* Begin Quoted text *
[WITH CODE] Model: Ordered Random Forest

An alternative to traditional Random Forests

Apr 28, 2025

Table of contents:

Introduction.
The constraints of parametric models.
Traditional Random Forests vs Ordered Random Forests.
Implementing the basic architecture.
Mining market intelligence with order.
Test on Cboe’s SPX Options 2018‑04‑01  until today.

Introduction

So here’s the thing—financial markets are these complicated beasts where catching the right signal at the right time is everything. Yeah, we’ve got our continuous data staples like factor models, order book dynamics, and volatility metrics doing the heavy lifting. But let’s not kid ourselves: some of the juiciest predictive signals? They’re not neat numerical streams. They’re ordered buckets of information.

Take market sentiment indicators – you know, the whole spectrum from panic-selling bearish to meh to irrationally exuberant bullish. Earnings surprises? Always framed as trainwreck miss, near miss, on-target, modest beat, or blowout. Even price action gets chunked into clear tiers: violent selloffs, mild dips, sideways purgatory, hesitant rallies, full-throttle uptrends.

What makes these ordinal categories gold is their gradation – the fact that ‘mildly bullish’ sits between neutral and ‘raging bull’ isn’t just trivia, it’s structural alpha. But here’s where things get tricky: most ML models either treat them like random labels —ignoring the order entirely—or force them into some linear regression framework —pretending the steps between categories are uniform. Both approaches leave money on the table. One strips out hierarchy, the other imposes false mathematical relationships. It’s this weird paradox in quant work – we’ve got all these beautifully ordered signals, but keep analyzing them with tools that either flatten or contort their actual shape.

As the statistician George Box famously stated:

"Essentially, all models are wrong, but some are useful." Our challenge is to find the model most useful for capturing the essential ordered structure of financial signals, rather than distorting it.
* End Quoted text *
* Begin Stored records *
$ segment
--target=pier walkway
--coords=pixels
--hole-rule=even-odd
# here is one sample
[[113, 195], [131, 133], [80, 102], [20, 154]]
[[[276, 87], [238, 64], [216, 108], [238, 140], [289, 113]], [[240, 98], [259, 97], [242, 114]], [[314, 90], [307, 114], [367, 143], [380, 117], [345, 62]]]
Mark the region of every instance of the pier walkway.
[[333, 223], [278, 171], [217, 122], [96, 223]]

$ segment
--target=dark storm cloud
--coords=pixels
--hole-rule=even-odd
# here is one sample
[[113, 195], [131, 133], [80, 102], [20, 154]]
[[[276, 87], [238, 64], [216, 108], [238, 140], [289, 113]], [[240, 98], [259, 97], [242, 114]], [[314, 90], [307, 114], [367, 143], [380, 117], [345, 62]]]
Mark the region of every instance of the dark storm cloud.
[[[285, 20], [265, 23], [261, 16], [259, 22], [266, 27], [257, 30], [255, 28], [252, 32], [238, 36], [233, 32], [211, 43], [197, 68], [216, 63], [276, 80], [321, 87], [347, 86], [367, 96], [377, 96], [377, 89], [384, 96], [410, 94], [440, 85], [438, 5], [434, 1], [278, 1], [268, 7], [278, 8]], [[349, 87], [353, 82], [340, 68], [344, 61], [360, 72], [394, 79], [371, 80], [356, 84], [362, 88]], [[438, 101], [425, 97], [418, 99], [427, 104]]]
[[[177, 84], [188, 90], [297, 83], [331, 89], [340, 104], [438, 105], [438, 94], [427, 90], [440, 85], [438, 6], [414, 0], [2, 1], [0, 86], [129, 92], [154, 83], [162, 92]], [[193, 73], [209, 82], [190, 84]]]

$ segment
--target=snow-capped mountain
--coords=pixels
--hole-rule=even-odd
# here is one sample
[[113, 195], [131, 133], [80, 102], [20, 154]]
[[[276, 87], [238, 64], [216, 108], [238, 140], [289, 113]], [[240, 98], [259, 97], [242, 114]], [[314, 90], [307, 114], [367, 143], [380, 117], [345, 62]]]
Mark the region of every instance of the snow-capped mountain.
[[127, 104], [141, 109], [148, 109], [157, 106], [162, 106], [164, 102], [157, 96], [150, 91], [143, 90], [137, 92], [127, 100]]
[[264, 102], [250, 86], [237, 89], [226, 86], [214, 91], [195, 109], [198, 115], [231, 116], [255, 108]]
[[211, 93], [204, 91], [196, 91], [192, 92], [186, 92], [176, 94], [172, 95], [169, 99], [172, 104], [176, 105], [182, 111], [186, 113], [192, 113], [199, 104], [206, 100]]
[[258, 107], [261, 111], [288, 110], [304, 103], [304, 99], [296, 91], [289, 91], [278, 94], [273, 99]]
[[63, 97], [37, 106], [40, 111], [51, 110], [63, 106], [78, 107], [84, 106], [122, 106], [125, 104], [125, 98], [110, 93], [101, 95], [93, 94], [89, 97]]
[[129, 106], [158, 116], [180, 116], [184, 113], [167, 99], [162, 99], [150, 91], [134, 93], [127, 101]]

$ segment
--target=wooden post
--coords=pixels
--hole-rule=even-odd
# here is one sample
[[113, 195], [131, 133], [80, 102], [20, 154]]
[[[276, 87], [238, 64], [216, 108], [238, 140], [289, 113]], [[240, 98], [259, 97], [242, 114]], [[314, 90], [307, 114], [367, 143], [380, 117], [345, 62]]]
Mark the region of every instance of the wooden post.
* End Stored records *
Job A
Which statistician does the ordered random forest article quote?
Job B
In the records, from the start through the line containing "82], [190, 84]]]", replace "segment" with "annotate" and leave everything else unchanged.
The records are unrelated to the ordered random forest article.

Expected output A
George Box.

Expected output B
$ annotate
--target=pier walkway
--coords=pixels
--hole-rule=even-odd
# here is one sample
[[113, 195], [131, 133], [80, 102], [20, 154]]
[[[276, 87], [238, 64], [216, 108], [238, 140], [289, 113]], [[240, 98], [259, 97], [242, 114]], [[314, 90], [307, 114], [367, 143], [380, 117], [345, 62]]]
Mark the region of every instance of the pier walkway.
[[333, 223], [278, 171], [217, 122], [96, 223]]

$ annotate
--target=dark storm cloud
--coords=pixels
--hole-rule=even-odd
# here is one sample
[[113, 195], [131, 133], [80, 102], [20, 154]]
[[[276, 87], [238, 64], [216, 108], [238, 140], [289, 113]], [[240, 98], [259, 97], [242, 114]], [[314, 90], [307, 114], [367, 143], [380, 117], [345, 62]]]
Mark the region of every instance of the dark storm cloud.
[[[285, 20], [265, 23], [261, 16], [259, 22], [266, 27], [257, 30], [255, 28], [252, 32], [238, 36], [233, 32], [211, 43], [197, 68], [216, 63], [276, 80], [321, 87], [347, 86], [367, 96], [377, 96], [377, 89], [384, 96], [410, 94], [440, 85], [438, 5], [434, 1], [278, 1], [268, 7], [278, 8]], [[349, 87], [353, 82], [340, 68], [344, 61], [360, 72], [394, 79], [371, 80], [356, 84], [362, 88]], [[438, 101], [425, 97], [418, 99], [427, 104]]]
[[[177, 84], [188, 90], [297, 83], [331, 89], [340, 104], [438, 105], [438, 94], [427, 90], [440, 85], [438, 6], [414, 0], [2, 1], [0, 86], [129, 92], [154, 83], [162, 92]], [[193, 73], [209, 82], [190, 84]]]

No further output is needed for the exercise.